*Task objective*.
List each line in the rows below that contains the word "concrete".
────────────────────────────────────────
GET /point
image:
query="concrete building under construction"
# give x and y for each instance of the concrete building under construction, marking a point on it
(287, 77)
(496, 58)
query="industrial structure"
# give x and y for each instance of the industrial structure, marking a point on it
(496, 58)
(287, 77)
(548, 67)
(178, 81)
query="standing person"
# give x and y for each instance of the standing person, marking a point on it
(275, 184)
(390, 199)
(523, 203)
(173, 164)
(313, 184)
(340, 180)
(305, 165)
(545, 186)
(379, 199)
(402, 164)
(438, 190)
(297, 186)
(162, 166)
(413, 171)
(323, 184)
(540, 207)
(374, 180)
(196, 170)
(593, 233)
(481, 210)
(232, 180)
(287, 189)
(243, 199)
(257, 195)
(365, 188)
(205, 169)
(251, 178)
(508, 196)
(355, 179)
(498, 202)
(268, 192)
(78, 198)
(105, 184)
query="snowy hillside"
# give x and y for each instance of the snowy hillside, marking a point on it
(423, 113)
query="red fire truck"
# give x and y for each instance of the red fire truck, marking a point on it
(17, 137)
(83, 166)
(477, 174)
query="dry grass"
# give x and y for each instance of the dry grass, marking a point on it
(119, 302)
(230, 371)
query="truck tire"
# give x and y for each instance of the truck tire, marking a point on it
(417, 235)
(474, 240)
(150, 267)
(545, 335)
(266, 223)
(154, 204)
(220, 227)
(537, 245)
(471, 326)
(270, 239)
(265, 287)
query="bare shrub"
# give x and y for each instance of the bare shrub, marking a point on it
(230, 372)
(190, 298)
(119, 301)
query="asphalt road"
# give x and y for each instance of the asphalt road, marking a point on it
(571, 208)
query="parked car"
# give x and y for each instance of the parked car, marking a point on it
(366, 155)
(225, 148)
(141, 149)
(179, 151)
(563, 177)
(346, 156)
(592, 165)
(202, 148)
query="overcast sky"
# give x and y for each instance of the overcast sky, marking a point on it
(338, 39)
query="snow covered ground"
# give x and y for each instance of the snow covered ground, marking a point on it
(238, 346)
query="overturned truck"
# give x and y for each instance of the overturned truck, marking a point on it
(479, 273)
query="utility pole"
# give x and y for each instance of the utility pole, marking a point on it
────────────────────────────────────────
*Answer*.
query="concrete building under construction"
# give x and y for each instance of the concrete building under construction, marking a point on it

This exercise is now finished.